Begin

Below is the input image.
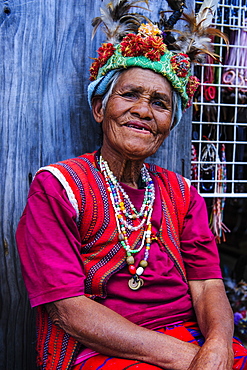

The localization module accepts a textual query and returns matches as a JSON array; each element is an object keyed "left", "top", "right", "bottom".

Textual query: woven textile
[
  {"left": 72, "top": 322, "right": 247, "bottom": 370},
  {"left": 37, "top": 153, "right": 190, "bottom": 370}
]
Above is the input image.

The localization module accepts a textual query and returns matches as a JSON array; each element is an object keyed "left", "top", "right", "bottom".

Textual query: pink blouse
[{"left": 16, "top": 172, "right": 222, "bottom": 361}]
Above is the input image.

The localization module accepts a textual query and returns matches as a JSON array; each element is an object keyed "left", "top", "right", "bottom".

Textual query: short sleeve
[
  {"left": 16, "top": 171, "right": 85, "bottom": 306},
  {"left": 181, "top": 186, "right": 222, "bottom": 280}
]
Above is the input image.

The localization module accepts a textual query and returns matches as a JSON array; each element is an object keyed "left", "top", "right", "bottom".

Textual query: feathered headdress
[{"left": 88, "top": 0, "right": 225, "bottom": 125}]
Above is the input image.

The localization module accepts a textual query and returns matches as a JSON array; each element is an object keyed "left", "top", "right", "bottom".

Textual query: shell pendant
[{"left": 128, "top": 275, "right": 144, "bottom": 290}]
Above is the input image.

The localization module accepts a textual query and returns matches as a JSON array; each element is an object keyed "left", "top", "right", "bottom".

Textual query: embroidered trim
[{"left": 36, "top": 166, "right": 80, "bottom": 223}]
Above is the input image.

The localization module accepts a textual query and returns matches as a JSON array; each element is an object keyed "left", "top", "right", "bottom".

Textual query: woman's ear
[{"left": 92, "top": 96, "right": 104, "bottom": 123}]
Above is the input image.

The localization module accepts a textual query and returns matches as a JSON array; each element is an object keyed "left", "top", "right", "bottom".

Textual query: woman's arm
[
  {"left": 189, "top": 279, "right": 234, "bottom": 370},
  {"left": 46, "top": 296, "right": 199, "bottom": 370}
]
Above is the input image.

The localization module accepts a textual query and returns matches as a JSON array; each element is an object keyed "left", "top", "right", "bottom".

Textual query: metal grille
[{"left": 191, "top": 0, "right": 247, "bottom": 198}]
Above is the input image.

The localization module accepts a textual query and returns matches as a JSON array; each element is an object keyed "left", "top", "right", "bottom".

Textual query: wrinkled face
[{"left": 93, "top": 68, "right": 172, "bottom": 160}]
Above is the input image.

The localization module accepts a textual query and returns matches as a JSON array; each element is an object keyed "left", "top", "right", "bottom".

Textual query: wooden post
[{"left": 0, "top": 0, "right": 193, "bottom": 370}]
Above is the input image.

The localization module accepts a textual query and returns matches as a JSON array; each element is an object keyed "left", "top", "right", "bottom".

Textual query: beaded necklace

End
Begin

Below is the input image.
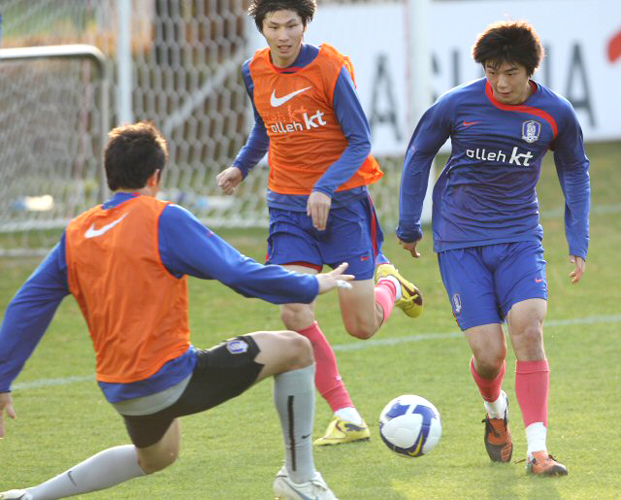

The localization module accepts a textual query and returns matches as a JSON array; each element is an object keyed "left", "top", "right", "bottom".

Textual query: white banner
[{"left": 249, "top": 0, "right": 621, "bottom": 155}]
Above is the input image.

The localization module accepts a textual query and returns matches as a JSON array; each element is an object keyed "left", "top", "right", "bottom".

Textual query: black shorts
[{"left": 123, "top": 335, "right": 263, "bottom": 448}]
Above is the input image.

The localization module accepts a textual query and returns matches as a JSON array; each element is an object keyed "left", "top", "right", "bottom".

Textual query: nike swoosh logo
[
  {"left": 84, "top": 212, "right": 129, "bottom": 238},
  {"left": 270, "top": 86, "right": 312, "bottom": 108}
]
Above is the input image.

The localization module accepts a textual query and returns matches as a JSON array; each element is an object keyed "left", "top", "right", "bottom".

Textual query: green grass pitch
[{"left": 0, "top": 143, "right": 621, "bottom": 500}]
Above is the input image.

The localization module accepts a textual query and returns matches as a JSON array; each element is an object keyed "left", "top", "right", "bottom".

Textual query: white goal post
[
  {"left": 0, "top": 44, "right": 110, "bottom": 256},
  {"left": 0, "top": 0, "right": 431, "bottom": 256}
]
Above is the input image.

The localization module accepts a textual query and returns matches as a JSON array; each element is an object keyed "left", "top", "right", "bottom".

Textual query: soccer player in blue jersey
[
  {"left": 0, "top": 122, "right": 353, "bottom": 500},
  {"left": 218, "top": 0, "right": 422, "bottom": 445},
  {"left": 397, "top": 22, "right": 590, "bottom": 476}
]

End

Report every line of the material above that contains the string "post", copying each such line in full.

Textual query: wooden post
Textual query: white goal post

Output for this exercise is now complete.